**Text passage**
The Problem#
Every database promises durability. Write your data, get an acknowledgment, sleep well. But what happens between the write()
syscall (or a memory-mapped store) and the moment electrons finally settle on persistent media?
There is a long, leaky pipeline — and every layer can betray you. A lot can go wrong:
- Power failure mid-write — The system crashes while writing, so only part of your data reaches disk.
- Bit flips — Hardware issues or random errors can silently change stored data.
- False success signals — The operating system may report success even though data is still in memory.
- Filesystem limits — Journaling keeps files intact, not your data’s meaning. WAL-on-WAL is not correctness — it’s wishful thinking.
- Torn writes — A single 4KB write can span multiple sectors, and only some of them may commit.
The purpose of a Write-ahead logging is not just to record writes in order, but to make correctness provable. After a crash, the database treats the log as evidence, replaying only records that can be proven complete and correct.
The Stakes: Streaming Replication#
UnisonDB WAL isn’t just a recovery mechanism—it’s the primary source for replication. Followers continuously read from the leader’s WAL segments, applying records as they arrive.
┌─────────┐ WAL Segments ┌──────────┐
│ Leader │ ──────────────────▶ │ Follower │
│ │ (streaming read) │ │
└─────────┘ └──────────┘This means:
- Corruption propagates - A bad record on the leader poisons followers
The WAL is our single source of truth. It had better be correct.
The Record Format#
Every record in our WAL has this structure:
┌─────────────────────────────────────────────────────────────────┐
│ WAL Record │
├──────────┬──────────┬─────────────────────┬─────────────────────┤
│ CRC32 │ Length │ Data │ Trailer │
│ 4 bytes │ 4 bytes │ N bytes │ 8 bytes │
├──────────┴──────────┴─────────────────────┴─────────────────────┤
│ Padded to 8-byte boundary │
└─────────────────────────────────────────────────────────────────┘Layer 1: CRC32 (Castagnoli)#
// CRC covers everything except itself
crc := crc32.Checksum(buf[4:], crc32.MakeTable(crc32.Castagnoli))
binary.LittleEndian.PutUint32(buf[0:4], crc)CRC catches:
- Random bit flips
- Sector read errors
- Truncated data
CRC doesn’t catch:
- Incomplete writes - If we crash mid-write, the CRC might be valid for the partial data
Garbage data is worse than missing data. Missing data can be retried or ignored; garbage data looks valid and gets applied. Once that happens, corruption spreads.
Layer 2: The Trailer Canary#
This is where 0xDEADBEEFFEEDFACE enters the story.
const recordTrailer uint64 = 0xDEADBEEFFEEDFACEEvery record ends with this 8-byte magic value. During recovery, we verify it.
A trailer marker makes correctness provable by separating “written” from “finished.”
func (seg *Segment) Read(offset int64) ([]byte, RecordPosition, error) {
...
// validating the trailer before reading data
// we are ensuring no oob access even if length is corrupted.
trailerOffset := offset + recordHeaderSize + dataSize
end := trailerOffset + recordTrailerMarkerSize
if end > seg.mmapSize {
return nil, NilRecordPosition, ErrIncompleteChunk
}
...
return data, next, nil
}Why the Trailer?#
Consider this crash scenario:
Write sequence:
1. Write CRC (4 bytes) - persisted
2. Write Length (4 bytes) - persisted
3. Write Data (N bytes) - CRASH - only 50% written
4. Write Trailer - never reachedWithout the trailer, recovery sees:
- Valid CRC (for partial data? unlikely but possible)

**Given data**

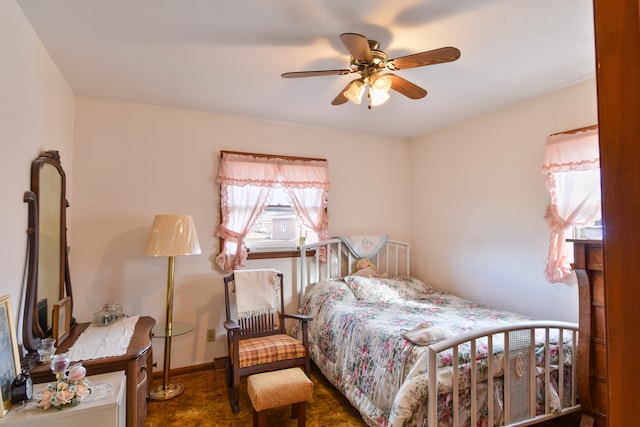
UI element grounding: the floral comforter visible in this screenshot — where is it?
[292,276,571,426]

**Requests**
1. According to the write-ahead logging article, what 8-byte magic value ends every record?
2. Pick up the write-ahead logging article after its last line and write what follows.

**Responses to the tasks**
1. 0xDEADBEEFFEEDFACE

2.
- Valid length field
- Garbage data
With the trailer, recovery sees:
- Trailer missing or wrong → incomplete write, ignore this record
This pattern was inspired by a real etcd bug (#6191 ) where torn writes corrupted the WAL. The trailer acts as a “commit marker” for each record.
Why This Specific Value?#
- Unlikely to appear in real data (it’s a known debug pattern)
- Easy to spot in hex dumps
Layer 3: WAL Alignment: What It Guarantees (and What It Doesn’t)#
UnisonDB aligns every WAL record to an 8-byte boundary. The goal isn’t to “make disk writes atomic”. The goal is to make WAL parsing and recovery safe.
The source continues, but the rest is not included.